Short task
Copy the lines below word for word, omitting the pictures.

--- Extracted entries ---

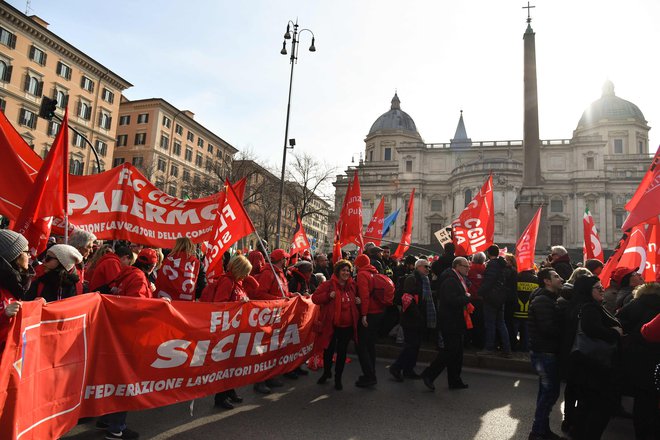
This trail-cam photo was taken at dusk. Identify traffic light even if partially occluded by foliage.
[39,96,57,121]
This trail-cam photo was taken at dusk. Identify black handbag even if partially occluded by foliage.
[571,314,617,368]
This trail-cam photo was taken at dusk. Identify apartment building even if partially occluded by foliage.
[0,2,132,175]
[112,97,238,198]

---

Exercise solution
This trail-cam photo was taken at dusk. Identify traffic light even if partially occluded by foliage.
[39,96,57,121]
This trail-cam photo was taken at dusk. Identify black handbag even if partially occluded by foliage.
[571,314,617,368]
This trail-cam photo was taken at dusk. Identify apartment building even if partially occluded by foliage.
[0,2,132,175]
[112,97,238,198]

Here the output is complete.